=== Task item ===
Reproduce the records below, swapping every occurrence of "rough mask" for "coarse mask" and leaving everything else unchanged. Omit the pictures from your answer.

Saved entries

____

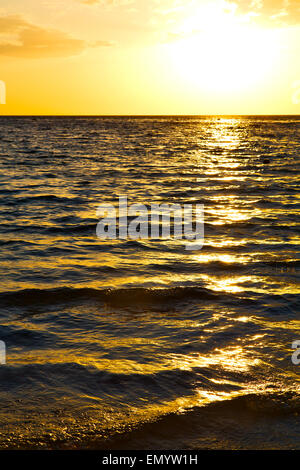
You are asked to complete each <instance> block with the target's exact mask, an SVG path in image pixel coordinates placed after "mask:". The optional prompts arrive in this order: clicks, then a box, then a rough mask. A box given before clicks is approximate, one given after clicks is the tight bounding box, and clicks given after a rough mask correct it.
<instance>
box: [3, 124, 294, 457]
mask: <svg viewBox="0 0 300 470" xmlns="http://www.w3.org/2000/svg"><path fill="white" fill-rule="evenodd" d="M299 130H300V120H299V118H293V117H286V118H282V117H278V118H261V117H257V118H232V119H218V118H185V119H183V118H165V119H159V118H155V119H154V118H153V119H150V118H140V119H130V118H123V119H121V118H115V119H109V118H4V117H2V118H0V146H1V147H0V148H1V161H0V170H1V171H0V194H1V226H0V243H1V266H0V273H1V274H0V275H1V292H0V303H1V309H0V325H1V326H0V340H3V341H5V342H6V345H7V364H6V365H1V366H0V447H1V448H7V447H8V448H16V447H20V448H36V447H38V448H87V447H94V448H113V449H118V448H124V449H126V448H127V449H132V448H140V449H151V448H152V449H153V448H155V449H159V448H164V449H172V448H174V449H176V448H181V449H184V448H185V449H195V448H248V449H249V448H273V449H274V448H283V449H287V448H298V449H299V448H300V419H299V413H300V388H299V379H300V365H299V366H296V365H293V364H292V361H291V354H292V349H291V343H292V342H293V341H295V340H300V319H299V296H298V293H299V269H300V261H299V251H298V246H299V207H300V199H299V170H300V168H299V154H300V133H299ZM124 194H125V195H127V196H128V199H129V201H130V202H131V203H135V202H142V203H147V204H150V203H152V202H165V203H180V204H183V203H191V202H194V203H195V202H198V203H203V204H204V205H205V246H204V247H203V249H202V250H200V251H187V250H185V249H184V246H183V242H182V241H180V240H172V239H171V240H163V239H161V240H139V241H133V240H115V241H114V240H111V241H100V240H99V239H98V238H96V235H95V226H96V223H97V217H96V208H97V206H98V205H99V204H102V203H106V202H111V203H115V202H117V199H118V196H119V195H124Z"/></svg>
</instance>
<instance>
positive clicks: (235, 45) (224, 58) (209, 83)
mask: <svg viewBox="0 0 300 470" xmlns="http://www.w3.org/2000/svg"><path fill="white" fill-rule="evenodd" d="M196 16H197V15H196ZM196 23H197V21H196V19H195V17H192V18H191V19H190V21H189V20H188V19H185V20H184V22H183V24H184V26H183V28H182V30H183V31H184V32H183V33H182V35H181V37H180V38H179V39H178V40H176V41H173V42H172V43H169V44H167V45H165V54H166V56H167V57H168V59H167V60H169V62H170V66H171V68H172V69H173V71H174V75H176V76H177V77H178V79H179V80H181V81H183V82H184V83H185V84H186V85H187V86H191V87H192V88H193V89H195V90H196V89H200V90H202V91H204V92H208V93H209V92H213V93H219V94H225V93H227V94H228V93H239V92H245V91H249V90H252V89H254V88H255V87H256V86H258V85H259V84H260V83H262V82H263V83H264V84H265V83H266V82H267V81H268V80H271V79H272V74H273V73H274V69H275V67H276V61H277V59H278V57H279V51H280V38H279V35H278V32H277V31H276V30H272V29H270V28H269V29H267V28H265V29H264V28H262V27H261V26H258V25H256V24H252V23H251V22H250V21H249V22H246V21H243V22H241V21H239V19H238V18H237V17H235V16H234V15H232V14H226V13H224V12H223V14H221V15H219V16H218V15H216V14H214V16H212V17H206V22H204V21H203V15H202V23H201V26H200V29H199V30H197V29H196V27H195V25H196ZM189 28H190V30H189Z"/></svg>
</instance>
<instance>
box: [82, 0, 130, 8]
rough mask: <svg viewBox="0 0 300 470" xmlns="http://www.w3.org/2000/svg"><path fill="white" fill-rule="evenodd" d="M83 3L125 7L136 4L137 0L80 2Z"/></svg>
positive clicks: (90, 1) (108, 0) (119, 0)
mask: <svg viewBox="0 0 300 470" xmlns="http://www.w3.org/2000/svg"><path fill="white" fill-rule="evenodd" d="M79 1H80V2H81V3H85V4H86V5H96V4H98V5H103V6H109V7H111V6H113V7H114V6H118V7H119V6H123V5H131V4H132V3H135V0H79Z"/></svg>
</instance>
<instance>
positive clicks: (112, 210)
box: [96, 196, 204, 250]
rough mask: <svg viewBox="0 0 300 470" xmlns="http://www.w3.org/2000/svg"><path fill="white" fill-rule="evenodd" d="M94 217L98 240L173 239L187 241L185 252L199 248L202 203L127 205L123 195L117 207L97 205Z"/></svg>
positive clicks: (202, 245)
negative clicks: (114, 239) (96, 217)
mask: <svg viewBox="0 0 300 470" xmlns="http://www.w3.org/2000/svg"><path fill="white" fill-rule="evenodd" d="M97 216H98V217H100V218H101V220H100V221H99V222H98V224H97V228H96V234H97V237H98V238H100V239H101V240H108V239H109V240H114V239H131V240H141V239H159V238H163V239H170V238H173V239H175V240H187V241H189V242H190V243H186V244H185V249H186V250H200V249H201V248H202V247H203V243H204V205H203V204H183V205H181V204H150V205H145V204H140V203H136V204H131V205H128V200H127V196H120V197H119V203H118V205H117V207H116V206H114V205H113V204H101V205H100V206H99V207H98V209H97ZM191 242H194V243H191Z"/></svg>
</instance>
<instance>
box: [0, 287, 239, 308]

____

=== Response ===
You are asked to complete each <instance> block with the target's exact mask, an SVG path in image pixel coordinates placed after "mask:". The optional prompts arrive in this order: clicks, then a box, then a coarse mask. A box given before clicks is approximate, one given after clicks is the tight bounding box, and clicks given after a coarse mask correct it.
<instance>
box: [3, 124, 294, 457]
mask: <svg viewBox="0 0 300 470" xmlns="http://www.w3.org/2000/svg"><path fill="white" fill-rule="evenodd" d="M299 130H300V120H299V118H293V117H286V118H282V117H278V118H261V117H257V118H232V119H218V118H185V119H183V118H165V119H159V118H155V119H154V118H153V119H150V118H140V119H130V118H123V119H121V118H115V119H109V118H4V117H2V118H0V146H1V147H0V148H1V161H0V170H1V171H0V194H1V226H0V243H1V266H0V273H1V274H0V275H1V292H0V303H1V309H0V325H1V326H0V340H3V341H5V342H6V345H7V364H6V365H1V366H0V447H1V448H7V447H8V448H16V447H20V448H36V447H38V448H87V447H94V448H113V449H118V448H124V449H126V448H127V449H132V448H140V449H151V448H152V449H153V448H155V449H159V448H164V449H172V448H174V449H176V448H181V449H184V448H185V449H195V448H248V449H249V448H273V449H274V448H283V449H287V448H298V449H299V448H300V419H299V413H300V388H299V379H300V365H299V366H296V365H293V364H292V361H291V354H292V349H291V343H292V342H293V341H295V340H300V319H299V296H298V293H299V269H300V261H299V251H298V246H299V207H300V199H299V170H300V168H299V154H300V133H299ZM124 194H125V195H127V196H128V199H129V201H130V202H131V203H135V202H142V203H147V204H150V203H152V202H165V203H180V204H183V203H191V202H194V203H195V202H198V203H203V204H204V205H205V246H204V247H203V249H202V250H200V251H187V250H185V249H184V246H183V242H182V241H180V240H172V239H171V240H163V239H161V240H139V241H133V240H115V241H114V240H111V241H100V240H99V239H98V238H96V235H95V226H96V223H97V217H96V208H97V206H98V205H99V204H102V203H106V202H111V203H115V202H117V199H118V196H119V195H124Z"/></svg>
</instance>
<instance>
positive clicks: (235, 45) (224, 58) (209, 83)
mask: <svg viewBox="0 0 300 470" xmlns="http://www.w3.org/2000/svg"><path fill="white" fill-rule="evenodd" d="M196 16H197V15H196ZM196 23H197V21H196V19H195V17H192V18H191V19H190V21H189V20H188V19H185V20H184V22H183V24H184V26H183V28H182V30H183V31H184V32H183V33H182V35H181V37H180V38H179V39H178V40H176V41H173V42H172V43H169V44H167V45H165V54H166V56H167V57H168V59H167V60H169V62H170V66H171V68H172V69H173V71H174V75H176V76H177V77H178V79H179V80H181V81H183V82H184V83H185V84H186V85H187V86H191V87H192V88H193V89H195V90H196V89H200V90H202V91H204V92H208V93H209V92H213V93H219V94H225V93H227V94H228V93H239V92H245V91H249V90H252V89H254V88H255V87H256V86H258V85H259V84H260V83H262V82H263V83H264V84H265V83H266V82H267V81H268V80H271V79H272V74H273V73H274V69H275V67H276V61H277V59H278V57H279V51H280V38H279V35H278V32H277V31H276V30H272V29H270V28H269V29H267V28H265V29H264V28H262V27H261V26H258V25H256V24H252V23H251V22H250V21H249V22H246V21H243V22H241V21H239V19H238V18H237V17H235V16H234V15H232V14H226V13H224V12H223V14H221V15H219V16H218V15H216V14H214V16H212V17H206V22H204V21H203V15H202V23H201V26H200V29H199V30H197V29H196V27H195V25H196ZM189 28H190V30H189Z"/></svg>
</instance>
<instance>
box: [82, 0, 130, 8]
coarse mask: <svg viewBox="0 0 300 470" xmlns="http://www.w3.org/2000/svg"><path fill="white" fill-rule="evenodd" d="M83 3L125 7L136 4L137 0L80 2Z"/></svg>
positive clicks: (90, 1) (108, 0) (119, 0)
mask: <svg viewBox="0 0 300 470" xmlns="http://www.w3.org/2000/svg"><path fill="white" fill-rule="evenodd" d="M79 1H80V2H81V3H85V4H86V5H96V4H98V5H103V6H109V7H111V6H113V7H114V6H118V7H119V6H123V5H131V4H132V3H135V0H79Z"/></svg>
</instance>
<instance>
positive clicks: (112, 210)
box: [96, 196, 204, 250]
coarse mask: <svg viewBox="0 0 300 470" xmlns="http://www.w3.org/2000/svg"><path fill="white" fill-rule="evenodd" d="M94 217L98 240L173 239L187 241L185 252L199 248L202 203L127 205L123 195L117 207L97 205Z"/></svg>
positive clicks: (202, 245)
negative clicks: (114, 239) (96, 217)
mask: <svg viewBox="0 0 300 470" xmlns="http://www.w3.org/2000/svg"><path fill="white" fill-rule="evenodd" d="M97 216H98V217H100V218H101V220H100V221H99V222H98V224H97V228H96V234H97V237H98V238H100V239H101V240H108V239H109V240H114V239H131V240H141V239H159V238H163V239H170V238H173V239H175V240H187V241H189V242H190V243H186V244H185V249H186V250H200V249H201V248H202V247H203V243H204V205H203V204H183V205H181V204H150V205H145V204H140V203H136V204H131V205H128V200H127V196H120V197H119V203H118V205H117V207H116V206H114V205H113V204H101V205H100V206H99V207H98V209H97ZM191 242H194V243H191Z"/></svg>
</instance>
<instance>
box: [0, 287, 239, 308]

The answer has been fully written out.